Hope’s understanding of heat and hope for tackling climate change

Posted 01/12/2020 by Ian Galloway

Understanding heat is central to understanding global warming. Let me introduce an experiment that was first conducted in the 18th century and is still fun to do with your chemistry class or integrate in a STEM project today.

 

In my collection of artefacts is a strange cylindrical affair known as Hope’s apparatus (possibly invented around 1800), consisting of a central cylinder for water with two openings on top and bottom for thermometers. The trough around the middle contains a freezing mixture so that the water in the central cylinder is chilled in the middle.

 

 

The chilled water sinks to the bottom until it reaches 4° C. At that point, the water in the bottom remains at 4° C and the water at the top continues to fall in temperature until it freezes. One of the anomalous behaviours of water, which chemists of course know, is due to the hydrogen bond. Water has a maximum density of around 4° C.

★ ★ ★

YOUR TASKS:
**1.** In the post about Hope's apparatus, why is the water in the central cylinder chilled in the middle? Answer in one to three sentences.
**2.** Edit the stretch of the Hope's apparatus post from "The chilled water" through "around 4° C.", replacing "chemists" with "scientists".
**3.** Do these statements agree with the post about Hope's apparatus? For each, answer yes or no and quote the words that decide it.
(a) Hope's apparatus may have been invented around 1800.
(b) The experiment was first conducted in the 19th century.
(c) The central cylinder has openings for thermometers.

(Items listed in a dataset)

★ ★ ★

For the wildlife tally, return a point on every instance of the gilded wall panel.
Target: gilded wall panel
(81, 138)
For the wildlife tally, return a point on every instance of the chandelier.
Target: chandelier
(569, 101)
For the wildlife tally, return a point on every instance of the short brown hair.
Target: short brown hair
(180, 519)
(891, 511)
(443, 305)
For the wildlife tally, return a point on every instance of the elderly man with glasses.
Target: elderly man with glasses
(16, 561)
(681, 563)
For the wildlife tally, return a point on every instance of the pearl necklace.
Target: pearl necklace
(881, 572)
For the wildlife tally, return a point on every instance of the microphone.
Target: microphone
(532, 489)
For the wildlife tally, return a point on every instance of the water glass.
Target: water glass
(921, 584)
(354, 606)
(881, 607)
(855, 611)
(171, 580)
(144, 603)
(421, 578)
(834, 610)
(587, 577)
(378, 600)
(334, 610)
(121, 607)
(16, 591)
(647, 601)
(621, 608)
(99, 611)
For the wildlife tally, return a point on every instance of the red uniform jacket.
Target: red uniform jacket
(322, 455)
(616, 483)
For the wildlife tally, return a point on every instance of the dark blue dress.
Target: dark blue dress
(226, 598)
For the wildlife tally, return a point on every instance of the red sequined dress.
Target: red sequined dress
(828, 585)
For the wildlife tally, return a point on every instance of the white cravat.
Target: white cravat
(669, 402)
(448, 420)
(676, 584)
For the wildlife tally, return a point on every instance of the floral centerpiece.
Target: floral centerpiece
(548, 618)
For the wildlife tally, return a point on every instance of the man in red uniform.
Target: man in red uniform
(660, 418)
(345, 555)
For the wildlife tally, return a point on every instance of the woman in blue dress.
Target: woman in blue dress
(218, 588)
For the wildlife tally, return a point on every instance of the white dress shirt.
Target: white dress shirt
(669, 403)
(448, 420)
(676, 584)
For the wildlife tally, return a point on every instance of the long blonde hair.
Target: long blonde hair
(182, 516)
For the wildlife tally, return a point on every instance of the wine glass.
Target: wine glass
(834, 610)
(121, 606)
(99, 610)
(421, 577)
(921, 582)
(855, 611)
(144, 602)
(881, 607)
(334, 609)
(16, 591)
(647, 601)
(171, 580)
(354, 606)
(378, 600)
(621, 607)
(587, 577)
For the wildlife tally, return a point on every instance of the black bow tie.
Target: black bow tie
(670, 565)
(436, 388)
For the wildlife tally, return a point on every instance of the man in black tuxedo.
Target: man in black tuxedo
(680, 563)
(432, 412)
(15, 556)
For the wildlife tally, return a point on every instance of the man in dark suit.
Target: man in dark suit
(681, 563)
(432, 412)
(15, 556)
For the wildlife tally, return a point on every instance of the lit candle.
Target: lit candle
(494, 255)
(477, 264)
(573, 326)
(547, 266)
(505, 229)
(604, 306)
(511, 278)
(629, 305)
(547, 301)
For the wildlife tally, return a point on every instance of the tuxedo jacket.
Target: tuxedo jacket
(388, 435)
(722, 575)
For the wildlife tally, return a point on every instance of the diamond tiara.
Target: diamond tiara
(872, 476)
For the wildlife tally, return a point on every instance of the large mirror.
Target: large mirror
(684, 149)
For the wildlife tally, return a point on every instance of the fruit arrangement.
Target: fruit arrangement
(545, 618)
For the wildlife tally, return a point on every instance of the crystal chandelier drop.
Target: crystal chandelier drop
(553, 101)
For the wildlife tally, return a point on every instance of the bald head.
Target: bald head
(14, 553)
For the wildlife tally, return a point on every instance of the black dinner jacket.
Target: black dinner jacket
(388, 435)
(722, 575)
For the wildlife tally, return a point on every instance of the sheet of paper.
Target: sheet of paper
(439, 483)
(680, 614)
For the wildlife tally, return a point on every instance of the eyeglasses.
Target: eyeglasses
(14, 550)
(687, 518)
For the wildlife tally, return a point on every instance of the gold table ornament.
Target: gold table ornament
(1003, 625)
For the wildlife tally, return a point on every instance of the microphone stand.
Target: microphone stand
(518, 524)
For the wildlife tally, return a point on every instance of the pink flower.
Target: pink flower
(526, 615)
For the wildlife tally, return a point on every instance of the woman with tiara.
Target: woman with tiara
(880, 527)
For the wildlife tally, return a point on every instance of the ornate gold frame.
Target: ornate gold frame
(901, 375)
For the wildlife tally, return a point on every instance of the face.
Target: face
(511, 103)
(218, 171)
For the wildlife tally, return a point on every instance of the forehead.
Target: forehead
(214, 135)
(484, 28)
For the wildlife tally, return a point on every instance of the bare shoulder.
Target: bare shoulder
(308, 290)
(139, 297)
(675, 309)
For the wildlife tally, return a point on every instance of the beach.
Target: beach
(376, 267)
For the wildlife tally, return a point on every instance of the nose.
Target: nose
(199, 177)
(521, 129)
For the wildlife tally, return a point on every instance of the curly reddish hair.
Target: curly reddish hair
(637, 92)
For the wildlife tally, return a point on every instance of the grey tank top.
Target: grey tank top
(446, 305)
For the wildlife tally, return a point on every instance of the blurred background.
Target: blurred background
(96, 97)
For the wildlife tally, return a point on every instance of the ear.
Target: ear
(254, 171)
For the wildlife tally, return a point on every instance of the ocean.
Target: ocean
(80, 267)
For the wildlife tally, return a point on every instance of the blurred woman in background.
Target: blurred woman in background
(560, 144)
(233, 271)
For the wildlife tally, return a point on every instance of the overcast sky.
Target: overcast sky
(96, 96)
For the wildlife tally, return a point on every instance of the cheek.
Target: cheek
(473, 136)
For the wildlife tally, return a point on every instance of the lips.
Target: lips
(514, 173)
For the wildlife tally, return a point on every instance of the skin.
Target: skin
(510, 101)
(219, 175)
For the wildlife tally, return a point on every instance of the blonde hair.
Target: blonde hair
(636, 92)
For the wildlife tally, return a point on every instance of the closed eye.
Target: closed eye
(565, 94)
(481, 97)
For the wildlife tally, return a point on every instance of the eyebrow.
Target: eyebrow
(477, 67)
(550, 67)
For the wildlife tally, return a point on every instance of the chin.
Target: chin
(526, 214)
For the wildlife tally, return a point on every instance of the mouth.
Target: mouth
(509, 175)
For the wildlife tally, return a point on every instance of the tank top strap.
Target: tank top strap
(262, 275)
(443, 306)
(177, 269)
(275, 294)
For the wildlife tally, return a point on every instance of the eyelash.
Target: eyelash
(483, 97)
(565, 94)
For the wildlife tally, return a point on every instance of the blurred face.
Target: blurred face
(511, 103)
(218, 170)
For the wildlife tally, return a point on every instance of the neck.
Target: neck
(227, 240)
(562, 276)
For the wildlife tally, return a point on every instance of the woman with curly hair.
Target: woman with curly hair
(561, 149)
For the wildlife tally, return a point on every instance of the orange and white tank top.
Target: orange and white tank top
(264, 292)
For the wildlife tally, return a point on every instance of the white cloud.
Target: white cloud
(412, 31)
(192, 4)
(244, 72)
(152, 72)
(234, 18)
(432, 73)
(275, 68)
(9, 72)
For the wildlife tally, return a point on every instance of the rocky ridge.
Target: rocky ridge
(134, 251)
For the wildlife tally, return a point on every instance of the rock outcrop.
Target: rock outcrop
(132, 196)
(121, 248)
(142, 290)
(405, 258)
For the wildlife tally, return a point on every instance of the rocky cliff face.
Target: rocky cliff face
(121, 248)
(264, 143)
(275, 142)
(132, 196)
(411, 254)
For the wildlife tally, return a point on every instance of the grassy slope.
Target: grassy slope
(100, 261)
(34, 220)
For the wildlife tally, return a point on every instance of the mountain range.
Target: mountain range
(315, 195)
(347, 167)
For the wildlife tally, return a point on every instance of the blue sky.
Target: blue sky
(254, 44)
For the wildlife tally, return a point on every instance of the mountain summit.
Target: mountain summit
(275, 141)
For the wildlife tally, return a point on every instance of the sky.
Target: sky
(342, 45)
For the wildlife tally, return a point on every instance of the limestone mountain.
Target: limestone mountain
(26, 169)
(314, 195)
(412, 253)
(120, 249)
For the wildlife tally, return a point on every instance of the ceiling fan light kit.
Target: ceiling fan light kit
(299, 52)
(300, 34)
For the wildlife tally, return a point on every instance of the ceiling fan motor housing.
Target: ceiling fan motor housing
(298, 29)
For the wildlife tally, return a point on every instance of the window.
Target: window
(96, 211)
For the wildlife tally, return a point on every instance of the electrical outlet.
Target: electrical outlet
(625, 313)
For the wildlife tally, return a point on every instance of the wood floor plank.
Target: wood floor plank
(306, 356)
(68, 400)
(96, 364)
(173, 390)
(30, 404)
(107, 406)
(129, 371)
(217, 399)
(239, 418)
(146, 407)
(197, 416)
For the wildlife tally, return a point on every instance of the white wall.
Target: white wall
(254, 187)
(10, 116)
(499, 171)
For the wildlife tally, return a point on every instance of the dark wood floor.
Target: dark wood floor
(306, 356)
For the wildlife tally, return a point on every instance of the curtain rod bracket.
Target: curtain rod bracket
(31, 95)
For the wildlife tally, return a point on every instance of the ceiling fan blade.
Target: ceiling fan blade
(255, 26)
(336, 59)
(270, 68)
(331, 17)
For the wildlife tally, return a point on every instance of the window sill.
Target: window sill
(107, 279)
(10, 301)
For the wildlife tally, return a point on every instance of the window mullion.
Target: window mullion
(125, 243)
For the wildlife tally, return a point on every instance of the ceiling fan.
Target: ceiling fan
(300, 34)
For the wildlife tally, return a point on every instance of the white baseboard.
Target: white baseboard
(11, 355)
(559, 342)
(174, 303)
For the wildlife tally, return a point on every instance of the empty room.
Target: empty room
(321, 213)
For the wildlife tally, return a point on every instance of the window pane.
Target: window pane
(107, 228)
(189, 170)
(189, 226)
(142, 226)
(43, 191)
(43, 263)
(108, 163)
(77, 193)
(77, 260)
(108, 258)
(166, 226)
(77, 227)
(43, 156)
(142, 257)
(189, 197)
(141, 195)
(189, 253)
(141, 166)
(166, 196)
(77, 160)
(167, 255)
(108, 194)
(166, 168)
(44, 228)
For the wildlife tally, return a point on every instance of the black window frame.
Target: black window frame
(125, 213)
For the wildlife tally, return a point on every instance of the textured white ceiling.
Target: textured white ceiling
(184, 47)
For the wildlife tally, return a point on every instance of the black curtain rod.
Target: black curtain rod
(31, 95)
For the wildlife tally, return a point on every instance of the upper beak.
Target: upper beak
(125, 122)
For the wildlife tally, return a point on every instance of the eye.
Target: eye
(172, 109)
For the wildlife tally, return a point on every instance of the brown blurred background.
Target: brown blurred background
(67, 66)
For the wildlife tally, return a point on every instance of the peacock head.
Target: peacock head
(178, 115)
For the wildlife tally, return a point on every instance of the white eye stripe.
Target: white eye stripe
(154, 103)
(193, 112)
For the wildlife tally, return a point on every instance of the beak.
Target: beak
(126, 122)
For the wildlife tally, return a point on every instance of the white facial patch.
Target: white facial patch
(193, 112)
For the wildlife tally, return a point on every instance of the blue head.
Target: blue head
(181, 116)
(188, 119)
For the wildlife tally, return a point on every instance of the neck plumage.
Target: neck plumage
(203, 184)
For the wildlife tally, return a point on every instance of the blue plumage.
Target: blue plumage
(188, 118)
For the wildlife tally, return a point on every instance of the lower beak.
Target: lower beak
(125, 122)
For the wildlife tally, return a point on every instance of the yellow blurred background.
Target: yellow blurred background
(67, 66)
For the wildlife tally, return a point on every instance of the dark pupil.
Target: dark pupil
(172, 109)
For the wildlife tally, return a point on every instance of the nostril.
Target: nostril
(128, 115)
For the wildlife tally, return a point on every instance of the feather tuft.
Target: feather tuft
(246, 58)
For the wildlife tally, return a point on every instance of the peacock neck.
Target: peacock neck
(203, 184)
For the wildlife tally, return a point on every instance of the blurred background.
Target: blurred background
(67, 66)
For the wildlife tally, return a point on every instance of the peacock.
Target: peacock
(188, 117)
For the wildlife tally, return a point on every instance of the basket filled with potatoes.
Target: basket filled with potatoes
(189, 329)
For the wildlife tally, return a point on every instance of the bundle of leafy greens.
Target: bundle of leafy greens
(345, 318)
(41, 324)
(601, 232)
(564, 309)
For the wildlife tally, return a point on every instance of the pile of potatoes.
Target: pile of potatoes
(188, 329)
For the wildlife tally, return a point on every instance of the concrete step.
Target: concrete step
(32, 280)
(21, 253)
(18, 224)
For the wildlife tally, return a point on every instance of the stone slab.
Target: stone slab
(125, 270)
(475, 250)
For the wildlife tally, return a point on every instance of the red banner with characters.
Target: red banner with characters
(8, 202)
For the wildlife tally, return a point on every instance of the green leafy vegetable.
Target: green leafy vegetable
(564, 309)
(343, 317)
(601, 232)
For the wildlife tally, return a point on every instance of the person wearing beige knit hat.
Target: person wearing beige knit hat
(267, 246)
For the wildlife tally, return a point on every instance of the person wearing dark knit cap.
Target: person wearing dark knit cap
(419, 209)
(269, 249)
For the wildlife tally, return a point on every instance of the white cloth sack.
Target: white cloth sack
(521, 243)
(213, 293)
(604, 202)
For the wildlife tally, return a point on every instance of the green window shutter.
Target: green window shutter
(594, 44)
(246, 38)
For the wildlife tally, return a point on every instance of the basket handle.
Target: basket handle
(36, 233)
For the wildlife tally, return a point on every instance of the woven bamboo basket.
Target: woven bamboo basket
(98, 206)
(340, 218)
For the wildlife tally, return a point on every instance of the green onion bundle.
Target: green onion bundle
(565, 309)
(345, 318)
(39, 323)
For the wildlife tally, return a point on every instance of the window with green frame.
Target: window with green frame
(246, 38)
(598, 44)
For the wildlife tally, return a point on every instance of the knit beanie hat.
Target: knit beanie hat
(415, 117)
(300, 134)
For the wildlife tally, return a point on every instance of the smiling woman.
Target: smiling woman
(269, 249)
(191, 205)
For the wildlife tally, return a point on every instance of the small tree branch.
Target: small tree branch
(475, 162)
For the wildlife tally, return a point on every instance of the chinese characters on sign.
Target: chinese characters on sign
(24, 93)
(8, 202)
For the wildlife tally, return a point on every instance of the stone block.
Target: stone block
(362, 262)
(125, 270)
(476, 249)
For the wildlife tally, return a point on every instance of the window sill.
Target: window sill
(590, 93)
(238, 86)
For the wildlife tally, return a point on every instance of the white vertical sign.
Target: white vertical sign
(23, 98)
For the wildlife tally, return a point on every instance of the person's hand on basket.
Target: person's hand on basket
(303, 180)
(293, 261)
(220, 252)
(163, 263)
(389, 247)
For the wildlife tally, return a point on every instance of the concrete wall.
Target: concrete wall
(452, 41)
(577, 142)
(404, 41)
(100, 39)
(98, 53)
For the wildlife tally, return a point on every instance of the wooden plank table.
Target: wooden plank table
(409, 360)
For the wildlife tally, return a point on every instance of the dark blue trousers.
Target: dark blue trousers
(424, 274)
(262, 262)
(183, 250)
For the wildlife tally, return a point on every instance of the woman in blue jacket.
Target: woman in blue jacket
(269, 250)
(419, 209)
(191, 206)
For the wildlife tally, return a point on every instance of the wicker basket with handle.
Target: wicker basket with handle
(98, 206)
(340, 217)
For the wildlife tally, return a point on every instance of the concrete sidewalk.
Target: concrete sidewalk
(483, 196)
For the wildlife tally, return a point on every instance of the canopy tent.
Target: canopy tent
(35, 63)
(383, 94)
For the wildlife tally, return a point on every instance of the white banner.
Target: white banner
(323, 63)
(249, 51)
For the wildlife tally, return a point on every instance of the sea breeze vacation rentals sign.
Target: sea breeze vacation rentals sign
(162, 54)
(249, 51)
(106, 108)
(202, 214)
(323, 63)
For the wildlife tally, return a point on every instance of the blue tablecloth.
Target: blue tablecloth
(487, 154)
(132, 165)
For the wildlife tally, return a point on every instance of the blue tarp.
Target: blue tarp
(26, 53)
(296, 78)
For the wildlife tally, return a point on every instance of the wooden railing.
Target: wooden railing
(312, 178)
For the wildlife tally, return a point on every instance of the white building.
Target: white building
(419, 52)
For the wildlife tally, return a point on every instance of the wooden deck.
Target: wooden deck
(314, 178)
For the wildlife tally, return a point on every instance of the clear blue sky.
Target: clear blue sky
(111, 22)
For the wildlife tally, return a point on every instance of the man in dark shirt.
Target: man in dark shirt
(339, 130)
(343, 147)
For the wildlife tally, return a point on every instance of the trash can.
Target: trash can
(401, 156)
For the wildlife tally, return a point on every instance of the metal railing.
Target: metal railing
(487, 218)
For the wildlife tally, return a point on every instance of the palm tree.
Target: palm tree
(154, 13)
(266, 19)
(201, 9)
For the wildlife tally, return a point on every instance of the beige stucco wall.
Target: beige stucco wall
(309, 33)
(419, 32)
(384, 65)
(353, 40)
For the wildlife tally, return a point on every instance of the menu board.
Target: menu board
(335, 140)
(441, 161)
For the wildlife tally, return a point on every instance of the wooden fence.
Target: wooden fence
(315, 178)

★ ★ ★

COMPLETED EXERCISE:
**1.** The trough around the middle of the apparatus holds a freezing mixture, which chills the water in the central cylinder at that point.

**2.**
The chilled water sinks to the bottom until it reaches 4° C. At that point, the water in the bottom remains at 4° C and the water at the top continues to fall in temperature until it freezes. One of the anomalous behaviours of water, which scientists of course know, is due to the hydrogen bond. Water has a maximum density of around 4° C.

**3.**
(a) Yes: "possibly invented around 1800"
(b) No: "first conducted in the 18th century"
(c) Yes: "with two openings on top and bottom for thermometers"